WRITTEN PROBLEM — Decide whether each statement below agrees with the FIFA Manager 09 review, answering yes or no and quoting the deciding words from the review: (a) a 3D match viewed in its entirety lasts about 10 minutes; (b) this year's 3D match engine has made bigger strides than FIFA Manager 08's; (c) the treacle-like player movements of FIFA Manager 08 have been removed.

EXCERPTED TEXT —
□ □ □ □ □ □ □

FIFA Manager 09 Review
The Aston Villa of football management?
Version tested: PC
With all the excitement surrounding Football Manager 2009 and Championship Manager 09's shiny new 3D match engines, it's been easy to overlook the fact that one footy management series has had one for years. It's the often unfairly maligned FIFA Manager, which showed enough promise last year to suggest that the battle for the genre's top spot is no longer a two-horse race between Sports Interactive and Beautiful Game Studios.
While this year's 3D match engine hasn't made quite the same strides as FIFA Manager 08's, improvements are again evident, most notably in the form of a superbly unobtrusive and intuitive menu system, which lets you issue orders without ever leaving the action. 3D matches can be viewed either in their entirety (with each match lasting about 10 minutes) or via a set of match highlights. While the action lacks the sublime realism of Football Manager, games are eminently watchable and, at times, even thrilling. Players move the ball around intelligently while there's a discernible difference in the playing styles of a darting winger and an intelligent playmaker. Sadly, the treacle-like player movements that dampened the excitement in FIFA Manager 08 is again present here, as is a lack of animation variety that restricts the number of skills players can perform.

□ □ □ □ □ □ □

DATA PROVIDED —
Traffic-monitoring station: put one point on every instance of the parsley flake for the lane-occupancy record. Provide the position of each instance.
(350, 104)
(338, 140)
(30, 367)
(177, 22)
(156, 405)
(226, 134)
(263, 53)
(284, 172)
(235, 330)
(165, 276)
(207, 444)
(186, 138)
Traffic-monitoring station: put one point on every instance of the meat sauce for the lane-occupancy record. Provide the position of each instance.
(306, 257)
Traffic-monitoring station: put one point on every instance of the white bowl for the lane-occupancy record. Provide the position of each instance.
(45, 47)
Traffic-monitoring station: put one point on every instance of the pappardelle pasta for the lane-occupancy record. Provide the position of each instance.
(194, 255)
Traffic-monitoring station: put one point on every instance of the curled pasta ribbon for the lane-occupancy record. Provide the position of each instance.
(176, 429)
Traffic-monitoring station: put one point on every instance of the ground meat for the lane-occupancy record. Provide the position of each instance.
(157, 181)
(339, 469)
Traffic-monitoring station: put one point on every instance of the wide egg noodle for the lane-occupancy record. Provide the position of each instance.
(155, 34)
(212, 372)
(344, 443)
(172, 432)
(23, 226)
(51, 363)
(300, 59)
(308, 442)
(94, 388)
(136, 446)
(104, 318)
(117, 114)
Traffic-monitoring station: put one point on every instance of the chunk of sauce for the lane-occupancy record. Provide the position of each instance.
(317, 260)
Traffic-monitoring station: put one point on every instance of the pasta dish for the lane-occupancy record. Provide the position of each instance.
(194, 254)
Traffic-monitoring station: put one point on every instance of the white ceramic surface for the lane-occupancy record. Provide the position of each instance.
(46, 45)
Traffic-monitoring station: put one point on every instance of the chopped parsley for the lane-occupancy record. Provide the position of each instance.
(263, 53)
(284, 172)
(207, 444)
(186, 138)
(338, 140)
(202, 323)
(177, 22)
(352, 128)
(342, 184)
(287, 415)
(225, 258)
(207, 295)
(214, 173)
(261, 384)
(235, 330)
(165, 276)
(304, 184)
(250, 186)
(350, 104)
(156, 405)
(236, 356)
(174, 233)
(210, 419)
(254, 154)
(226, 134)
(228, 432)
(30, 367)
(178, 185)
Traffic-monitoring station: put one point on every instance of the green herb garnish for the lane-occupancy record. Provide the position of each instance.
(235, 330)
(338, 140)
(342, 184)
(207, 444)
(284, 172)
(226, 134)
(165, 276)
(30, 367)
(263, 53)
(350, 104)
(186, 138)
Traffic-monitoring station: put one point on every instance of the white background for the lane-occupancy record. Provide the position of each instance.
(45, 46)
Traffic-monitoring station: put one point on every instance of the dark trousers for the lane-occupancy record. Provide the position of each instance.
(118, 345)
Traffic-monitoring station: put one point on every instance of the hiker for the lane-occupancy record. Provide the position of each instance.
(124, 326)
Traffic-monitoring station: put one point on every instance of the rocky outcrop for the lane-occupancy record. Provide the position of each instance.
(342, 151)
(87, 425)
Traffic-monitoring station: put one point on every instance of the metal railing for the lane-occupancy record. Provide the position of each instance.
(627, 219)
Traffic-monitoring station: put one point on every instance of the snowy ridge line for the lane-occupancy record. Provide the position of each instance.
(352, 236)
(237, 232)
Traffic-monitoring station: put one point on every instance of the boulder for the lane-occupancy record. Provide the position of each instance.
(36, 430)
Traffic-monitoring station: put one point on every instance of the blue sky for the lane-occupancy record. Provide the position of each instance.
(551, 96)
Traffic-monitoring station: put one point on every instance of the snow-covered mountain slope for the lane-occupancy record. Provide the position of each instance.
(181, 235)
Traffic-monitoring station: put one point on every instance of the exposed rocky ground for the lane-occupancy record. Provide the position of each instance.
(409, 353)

□ □ □ □ □ □ □

ANSWER TO THIS PROBLEM —
(a) Yes: "with each match lasting about 10 minutes."
(b) No: "this year's 3D match engine hasn't made quite the same strides as FIFA Manager 08's."
(c) No: "the treacle-like player movements that dampened the excitement in FIFA Manager 08 is again present here."